EXERCISE OBJECTIVE: Copy the data that follows, character for character, minus the pictures.

-- START SUPPLIED MATERIAL --

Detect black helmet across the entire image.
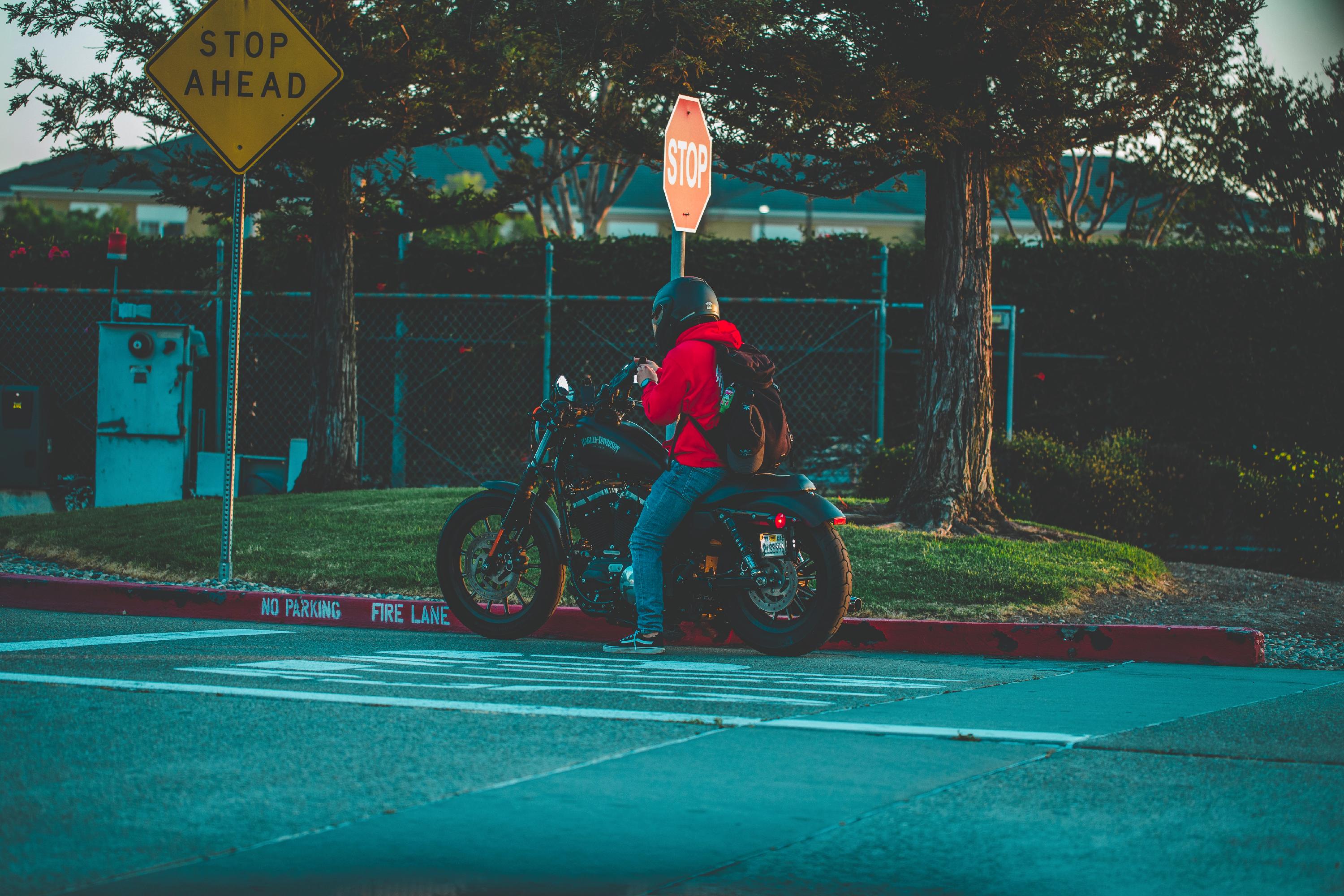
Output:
[653,277,719,355]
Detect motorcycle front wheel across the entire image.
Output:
[437,491,566,639]
[727,522,853,657]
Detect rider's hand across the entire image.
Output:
[634,362,659,386]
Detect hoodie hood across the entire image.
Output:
[676,321,742,348]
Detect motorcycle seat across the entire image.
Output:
[698,473,817,505]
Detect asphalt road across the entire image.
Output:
[0,610,1344,896]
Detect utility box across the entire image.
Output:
[0,386,51,489]
[94,321,206,506]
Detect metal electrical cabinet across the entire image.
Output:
[0,386,51,489]
[94,321,206,506]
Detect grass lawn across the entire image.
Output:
[0,489,1167,618]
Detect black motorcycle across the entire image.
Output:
[438,359,852,655]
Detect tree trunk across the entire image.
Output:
[294,168,360,491]
[895,149,1007,533]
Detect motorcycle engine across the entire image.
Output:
[571,482,644,610]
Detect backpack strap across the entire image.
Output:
[667,414,719,470]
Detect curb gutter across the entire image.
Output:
[0,573,1265,666]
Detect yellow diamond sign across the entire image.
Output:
[145,0,343,175]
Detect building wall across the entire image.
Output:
[0,187,210,237]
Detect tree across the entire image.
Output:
[1117,35,1255,246]
[1306,50,1344,255]
[650,0,1259,532]
[4,0,585,490]
[485,75,653,239]
[1223,54,1317,253]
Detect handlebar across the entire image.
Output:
[597,358,645,406]
[606,358,645,391]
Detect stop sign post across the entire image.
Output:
[663,95,714,277]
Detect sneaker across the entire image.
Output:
[602,631,664,653]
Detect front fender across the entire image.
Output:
[716,491,844,528]
[481,479,569,545]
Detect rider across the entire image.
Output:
[603,277,742,653]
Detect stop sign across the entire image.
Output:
[663,97,712,234]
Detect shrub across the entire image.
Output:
[860,431,1344,576]
[1257,448,1344,577]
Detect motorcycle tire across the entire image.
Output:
[435,491,567,641]
[726,522,853,657]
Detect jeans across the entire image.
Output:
[630,461,724,631]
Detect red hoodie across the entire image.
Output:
[642,321,742,466]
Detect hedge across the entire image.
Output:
[0,235,1344,458]
[860,431,1344,577]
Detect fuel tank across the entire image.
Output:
[569,418,667,482]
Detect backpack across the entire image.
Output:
[672,340,793,474]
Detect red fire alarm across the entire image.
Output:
[108,227,126,262]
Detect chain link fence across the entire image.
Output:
[0,289,883,486]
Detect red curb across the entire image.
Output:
[0,573,1265,666]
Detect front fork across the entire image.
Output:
[487,426,555,567]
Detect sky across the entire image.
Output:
[0,0,1344,171]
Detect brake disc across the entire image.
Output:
[747,557,798,614]
[462,534,527,600]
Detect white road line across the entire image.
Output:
[0,672,1087,745]
[349,651,960,697]
[758,719,1089,745]
[0,629,292,653]
[0,672,759,728]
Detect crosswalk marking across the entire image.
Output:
[165,650,962,708]
[0,670,1087,745]
[0,629,290,653]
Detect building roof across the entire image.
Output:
[0,136,1122,226]
[415,146,935,219]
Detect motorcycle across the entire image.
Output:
[437,359,852,655]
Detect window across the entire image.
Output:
[606,220,659,237]
[136,204,190,237]
[812,224,868,237]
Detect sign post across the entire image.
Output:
[145,0,343,582]
[663,95,714,278]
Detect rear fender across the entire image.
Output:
[715,491,844,528]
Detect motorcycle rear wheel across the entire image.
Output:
[435,491,566,641]
[727,522,853,657]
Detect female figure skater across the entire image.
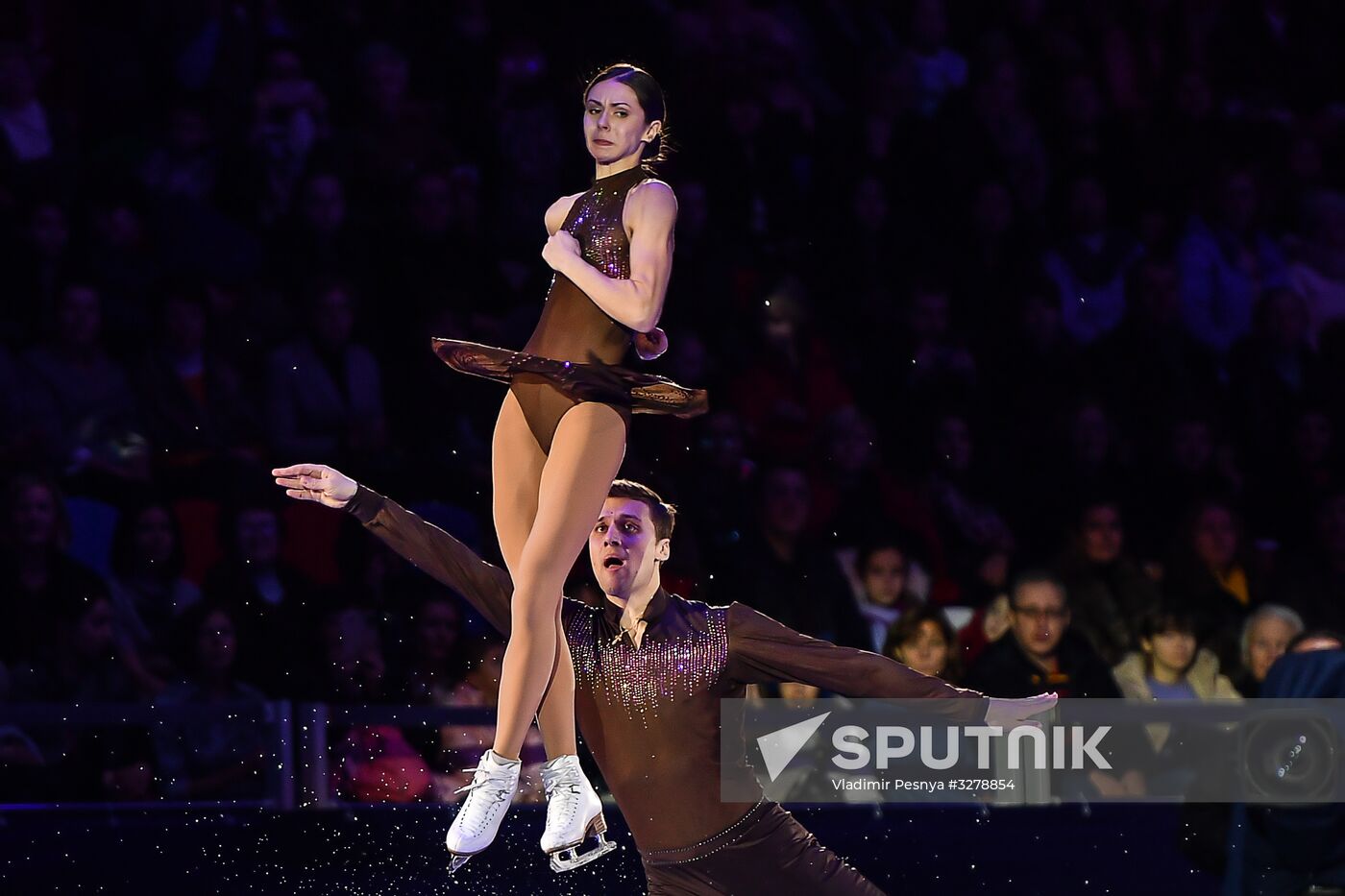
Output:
[434,64,706,872]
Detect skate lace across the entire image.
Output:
[542,767,584,822]
[453,765,510,835]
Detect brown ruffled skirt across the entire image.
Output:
[431,338,710,417]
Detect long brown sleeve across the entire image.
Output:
[727,601,990,722]
[346,486,514,638]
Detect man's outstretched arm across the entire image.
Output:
[270,464,514,637]
[729,603,1056,725]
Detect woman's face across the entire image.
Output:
[584,80,663,165]
[134,507,174,565]
[864,547,907,607]
[1194,506,1237,569]
[1149,631,1196,671]
[1247,617,1298,682]
[900,618,948,677]
[196,612,238,674]
[1082,504,1126,564]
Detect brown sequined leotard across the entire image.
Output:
[433,167,707,450]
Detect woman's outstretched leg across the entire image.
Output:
[491,389,578,759]
[537,607,579,759]
[494,402,626,759]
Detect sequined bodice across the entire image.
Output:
[525,167,649,365]
[566,597,729,728]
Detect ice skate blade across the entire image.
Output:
[550,833,616,875]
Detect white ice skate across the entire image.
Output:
[444,749,524,875]
[542,755,616,872]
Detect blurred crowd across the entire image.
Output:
[0,0,1345,799]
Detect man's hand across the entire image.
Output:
[635,327,669,360]
[986,692,1060,729]
[270,464,357,510]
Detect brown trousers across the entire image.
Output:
[643,802,885,896]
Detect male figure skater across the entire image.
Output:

-- END SUPPLIED MATERIAL --

WRITTEN ANSWER:
Detect black helmet across the entire image.
Output:
[653,277,719,355]
Detect motorcycle front wheel across the entire image.
Output:
[437,491,566,639]
[727,522,853,657]
Detect rider's hand across the entire image.
Output:
[634,362,659,386]
Detect hoodie hood across the entire image.
Output:
[676,321,742,348]
Detect motorcycle seat across the entire image.
Output:
[698,473,817,505]
Detect asphalt road across the entire image.
Output:
[0,610,1344,896]
Detect utility box across the entire image.
Output:
[0,386,51,489]
[94,321,206,506]
Detect metal electrical cabinet across the entire image.
Output:
[0,386,51,489]
[94,321,206,506]
Detect grass lawn across the entire image.
Output:
[0,489,1167,618]
Detect black motorcycle across the entire image.
Output:
[438,359,852,655]
Detect tree trunk across the entire image.
Output:
[294,168,360,491]
[895,149,1007,533]
Detect motorcycle engine across the entire image.
Output:
[571,482,644,610]
Detect backpack strap across the entire image.
Output:
[667,414,719,470]
Detect curb gutter across the entire image.
Output:
[0,573,1265,666]
Detect yellow diamond sign across the entire image.
Output:
[145,0,343,175]
Detect building wall across the entire image.
Output:
[0,187,210,237]
Detect tree across the entire image.
Output:
[1117,35,1255,246]
[1306,50,1344,255]
[650,0,1259,532]
[4,0,585,490]
[485,75,653,239]
[1223,54,1317,253]
Detect handlebar across the entire image.
Output:
[597,358,645,406]
[606,358,645,391]
Detect stop sign post across the entire image.
Output:
[663,95,714,277]
Detect sneaker across the entire image.
Output:
[602,631,664,653]
Detect front fender across the entire image.
Output:
[716,491,844,528]
[481,479,569,545]
Detect rider across the entire image.
Output:
[603,277,742,653]
Detect stop sign across the entire image.
Output:
[663,97,712,234]
Detect shrub across the entire image.
Output:
[860,431,1344,576]
[1257,448,1344,577]
Detect motorcycle tire across the entire image.
Output:
[435,491,567,641]
[726,522,853,657]
Detect jeans across the entire image.
Output:
[630,461,724,631]
Detect red hoodie across the entire image.
Output:
[642,321,742,466]
Detect hedge across the entire image.
Output:
[0,235,1344,458]
[860,431,1344,577]
Detect fuel tank across the entire image.
Output:
[569,418,667,482]
Detect backpack across the entire image.
Output:
[672,340,793,474]
Detect red fire alarm across the entire image.
Output:
[108,227,126,262]
Detect chain link fence across the entire image.
Output:
[0,289,883,486]
Detect red curb across the entire image.
Output:
[0,573,1265,666]
Detect front fork across the entire image.
Output:
[487,426,555,567]
Detect sky across the entire image.
Output:
[0,0,1344,171]
Detect brake disc across the entire image.
Output:
[747,557,798,614]
[462,534,527,600]
Detect white road line across the entire image.
Output:
[0,672,1087,745]
[349,651,960,697]
[758,719,1089,745]
[0,629,292,653]
[0,672,759,728]
Detect crosswalk marking across the entire image.
Output:
[165,650,962,708]
[0,670,1087,745]
[0,629,290,653]
Detect building roof across the entire image.
Output:
[0,136,1122,226]
[415,146,935,219]
Detect motorcycle across the entire image.
Output:
[437,359,852,655]
Detect window across the entire image.
Output:
[606,220,659,237]
[136,204,190,237]
[812,224,868,237]
Detect sign post across the entire image.
Output:
[145,0,343,582]
[663,95,714,278]
Detect rear fender across the entire image.
Output:
[715,491,844,528]
Detect motorcycle rear wheel across the entire image.
Output:
[435,491,566,641]
[727,522,853,657]
Detect female figure skater across the entire image.
Output:
[434,64,706,872]
Detect skate lace across the entire image.
Output:
[542,767,584,822]
[453,765,510,835]
Detect brown ruffled skirt across the entire image.
Output:
[431,338,710,417]
Detect long brown sleeve across the entire image.
Output:
[727,601,990,722]
[346,486,514,638]
Detect man's outstretched arm across the entire image.
Output:
[270,464,514,637]
[729,603,1056,725]
Detect woman's face across the entire image.
Output:
[584,80,663,165]
[134,507,174,565]
[864,547,907,607]
[1194,506,1237,569]
[1149,631,1196,671]
[1247,617,1298,682]
[900,618,948,677]
[196,612,238,674]
[1082,504,1126,564]
Detect brown sequined leotard across the entire image.
Output:
[433,167,707,450]
Detect woman's outstretched leg across the entire image.
Output:
[491,389,578,759]
[537,607,579,759]
[494,402,626,759]
Detect sequined bodice across the entire image.
Output:
[525,167,649,365]
[566,597,729,728]
Detect ice skate blade across the entire image.
Output:
[550,833,616,875]
Detect white ice skate across the entire image.
Output:
[444,749,524,875]
[542,755,616,872]
Detect blurred crowd across the entire image.
Output:
[0,0,1345,799]
Detect man's hand across the entire image.
Output:
[635,327,669,360]
[986,692,1060,729]
[270,464,357,510]
Detect brown trousers across the entire image.
Output:
[643,802,885,896]
Detect male figure skater across the entire image.
Output:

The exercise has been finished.